> _TASK PROMPT_: Could you restate every record below word for word?
***** EXTRACTED RECORDS *****
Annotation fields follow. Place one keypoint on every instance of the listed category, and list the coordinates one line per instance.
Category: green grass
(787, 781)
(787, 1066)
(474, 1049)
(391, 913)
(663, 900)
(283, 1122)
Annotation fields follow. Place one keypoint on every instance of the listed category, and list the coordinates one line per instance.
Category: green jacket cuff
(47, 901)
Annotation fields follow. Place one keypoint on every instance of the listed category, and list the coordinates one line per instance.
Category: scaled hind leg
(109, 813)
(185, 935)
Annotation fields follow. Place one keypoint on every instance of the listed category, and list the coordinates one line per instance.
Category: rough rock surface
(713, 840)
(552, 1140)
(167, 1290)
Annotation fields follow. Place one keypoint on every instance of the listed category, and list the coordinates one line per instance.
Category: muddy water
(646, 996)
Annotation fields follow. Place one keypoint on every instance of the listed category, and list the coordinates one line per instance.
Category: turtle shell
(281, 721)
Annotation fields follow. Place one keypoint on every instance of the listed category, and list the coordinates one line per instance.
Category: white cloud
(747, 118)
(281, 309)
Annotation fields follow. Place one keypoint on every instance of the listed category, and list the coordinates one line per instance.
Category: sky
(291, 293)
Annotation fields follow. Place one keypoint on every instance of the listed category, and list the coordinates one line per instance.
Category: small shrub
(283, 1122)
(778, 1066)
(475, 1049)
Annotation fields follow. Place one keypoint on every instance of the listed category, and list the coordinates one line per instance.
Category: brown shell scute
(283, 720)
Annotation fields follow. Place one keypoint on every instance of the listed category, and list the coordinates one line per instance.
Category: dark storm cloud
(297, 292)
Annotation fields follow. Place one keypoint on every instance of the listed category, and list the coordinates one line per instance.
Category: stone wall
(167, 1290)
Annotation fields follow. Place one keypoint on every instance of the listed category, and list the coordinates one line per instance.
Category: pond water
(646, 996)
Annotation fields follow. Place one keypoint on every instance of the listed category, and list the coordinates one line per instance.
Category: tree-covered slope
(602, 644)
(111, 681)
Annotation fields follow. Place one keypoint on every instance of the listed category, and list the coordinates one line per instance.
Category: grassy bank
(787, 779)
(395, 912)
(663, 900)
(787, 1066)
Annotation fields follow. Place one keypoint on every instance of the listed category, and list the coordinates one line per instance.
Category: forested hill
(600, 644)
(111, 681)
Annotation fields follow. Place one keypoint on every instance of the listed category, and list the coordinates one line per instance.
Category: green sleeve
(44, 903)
*****
> _OUTPUT OF THE EXERCISE_:
Annotation fields follow. Place one keypoint on every instance of the listed category, and list the coordinates one line per instance.
Category: green grass
(787, 781)
(787, 1066)
(474, 1049)
(391, 913)
(663, 900)
(283, 1122)
Annotation fields follow. Place one keypoint on every instance of the listed category, and list the coordinates one line per instance.
Category: green jacket cuff
(47, 901)
Annotation fields follow. Place one keypoint on every instance of the listed category, and list the coordinates one line per instance.
Category: scaled hind leg
(109, 813)
(185, 935)
Annotation fields follow. Place one keypoint on every instance of the listed category, and list the coordinates one line per instance.
Category: rough rock surface
(713, 840)
(552, 1140)
(167, 1290)
Annotation fields follow. Place one keypoint on every instance of the listed category, and list the coordinates one line per instance.
Category: muddy water
(646, 996)
Annotation fields follow. Place one keypoint on every instance of the listed category, and list the coordinates one line per instance.
Category: turtle shell
(281, 721)
Annotation fields follow. Place one keypoint on every instance of the listed category, and list the coordinates one line per instance.
Category: white cloud
(747, 118)
(281, 309)
Annotation fields follow. Place one keypoint on every instance of the listed category, and list the coordinates one line per instance.
Category: sky
(291, 293)
Annotation fields follow. Place one keypoint on every instance of the listed category, and list the coordinates one line per instance.
Category: small shrub
(283, 1122)
(778, 1066)
(475, 1049)
Annotation fields follow. Place one keypoint on every instance of the listed category, and list the coordinates one line per instance.
Category: brown shell scute
(283, 720)
Annotation fields follow. Place one keypoint on every instance of the listed category, and list the coordinates one line per instance.
Category: dark storm cloud
(297, 292)
Annotation fields follow. Place one keypoint on every instance of the listed category, and list the coordinates one line per instance.
Category: stone wall
(167, 1290)
Annotation fields follow. Place one keypoint on every instance of the listed category, and list the coordinates one line per instance.
Category: pond water
(646, 996)
Annotation fields follow. Place one keypoint on every instance of the listed category, and list the coordinates one line per instance.
Category: tree-covered slope
(602, 644)
(111, 681)
Annotation fields follow. Place one keypoint on every instance of the listed category, and list the coordinates one line per instance.
Category: grassy bank
(787, 779)
(395, 912)
(663, 900)
(787, 1066)
Annotation fields follow. Place one keypoint on every instance of the listed category, and list the coordinates one line per instance.
Category: forested hill
(600, 644)
(111, 681)
Annotation fields follow. Place one keypoint on every instance of the listed category, and list the coordinates one line per instance.
Category: green sleeve
(44, 903)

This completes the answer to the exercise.